SHORT TASK: Repeat the records in full and exactly, omitting pictures.

SUPPLIED MATERIAL:
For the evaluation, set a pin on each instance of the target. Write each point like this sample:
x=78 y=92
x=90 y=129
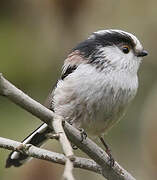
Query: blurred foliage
x=36 y=36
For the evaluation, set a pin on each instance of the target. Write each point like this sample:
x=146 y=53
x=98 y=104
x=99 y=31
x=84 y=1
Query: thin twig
x=89 y=147
x=66 y=146
x=43 y=154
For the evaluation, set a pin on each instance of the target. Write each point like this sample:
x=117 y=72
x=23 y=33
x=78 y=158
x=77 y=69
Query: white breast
x=93 y=99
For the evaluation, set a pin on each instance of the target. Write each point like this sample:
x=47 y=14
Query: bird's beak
x=142 y=53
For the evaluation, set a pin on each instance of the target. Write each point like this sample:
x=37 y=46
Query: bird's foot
x=108 y=151
x=83 y=134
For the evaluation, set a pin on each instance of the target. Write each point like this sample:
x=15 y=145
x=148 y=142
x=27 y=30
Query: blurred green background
x=35 y=38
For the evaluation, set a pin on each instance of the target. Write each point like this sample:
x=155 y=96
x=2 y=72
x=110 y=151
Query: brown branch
x=88 y=146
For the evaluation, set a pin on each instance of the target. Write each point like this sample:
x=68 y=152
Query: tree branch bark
x=44 y=114
x=43 y=154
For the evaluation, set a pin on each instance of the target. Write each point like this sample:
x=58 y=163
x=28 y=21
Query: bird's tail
x=36 y=138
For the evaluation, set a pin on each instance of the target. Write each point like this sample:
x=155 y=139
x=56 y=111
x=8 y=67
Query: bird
x=98 y=81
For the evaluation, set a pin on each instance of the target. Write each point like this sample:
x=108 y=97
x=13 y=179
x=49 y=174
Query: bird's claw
x=83 y=134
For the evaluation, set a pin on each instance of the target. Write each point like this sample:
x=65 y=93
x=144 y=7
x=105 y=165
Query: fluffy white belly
x=95 y=103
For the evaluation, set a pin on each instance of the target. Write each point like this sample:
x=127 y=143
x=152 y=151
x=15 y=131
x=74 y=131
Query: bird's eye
x=126 y=49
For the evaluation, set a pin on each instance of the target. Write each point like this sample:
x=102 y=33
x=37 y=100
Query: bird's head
x=116 y=48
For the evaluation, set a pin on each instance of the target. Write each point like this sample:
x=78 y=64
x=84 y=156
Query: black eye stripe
x=126 y=50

TASK OUTPUT:
For the evaluation, set a pin on each instance of the target. Write each point like this sample:
x=78 y=92
x=90 y=129
Query: blurred foliage
x=36 y=36
For the evaluation, set a pin on each instance of the target. Write each point like this sample:
x=146 y=53
x=98 y=104
x=99 y=31
x=84 y=1
Query: thin twig
x=89 y=147
x=66 y=146
x=43 y=154
For the evaluation, set a pin on each instance of the target. Write each point like this sample:
x=117 y=72
x=23 y=33
x=78 y=158
x=77 y=69
Query: white breast
x=93 y=99
For the evaluation, set a pin on each instance of the target. Write each point like this sample:
x=47 y=14
Query: bird's beak
x=142 y=53
For the evaluation, set a pin on each instance of the target. Write each point like this sample:
x=37 y=46
Query: bird's foot
x=108 y=151
x=83 y=134
For the evaluation, set a pin on each instance of the target. Write each point like this sample:
x=15 y=145
x=148 y=142
x=27 y=30
Query: blurred green background
x=35 y=38
For the evaluation, set a pin on each instance of the target. Write each point like this sample:
x=155 y=96
x=2 y=72
x=110 y=151
Query: brown branch
x=88 y=146
For the evaluation, set a pin on each instance of the target. Write each point like this sample:
x=68 y=152
Query: tree branch bark
x=44 y=114
x=43 y=154
For the evaluation, set a pin on each instance of the target. Write each point like this sample:
x=58 y=163
x=28 y=21
Query: bird's tail
x=36 y=138
For the evaluation, set a pin on each instance of the target. Write each point like this sample:
x=155 y=139
x=56 y=111
x=8 y=67
Query: bird
x=98 y=81
For the evaluation, set a pin on each instance of the target. Write each point like this sample:
x=108 y=97
x=13 y=179
x=49 y=174
Query: bird's claw
x=83 y=134
For the evaluation, set a pin on each instance of the target. Write each point like this sample:
x=65 y=93
x=144 y=7
x=105 y=165
Query: fluffy white belly
x=95 y=103
For the evaluation, set a pin on each instance of the target. Write each point like this sample:
x=127 y=143
x=152 y=151
x=15 y=131
x=74 y=131
Query: bird's eye
x=126 y=49
For the evaluation, set a pin on each instance of the target. Write each point like this sample:
x=102 y=33
x=37 y=100
Query: bird's head
x=116 y=48
For the evaluation, set a pin on each instance of the target. Write each point like this sample:
x=78 y=64
x=84 y=156
Query: black eye stripe
x=126 y=50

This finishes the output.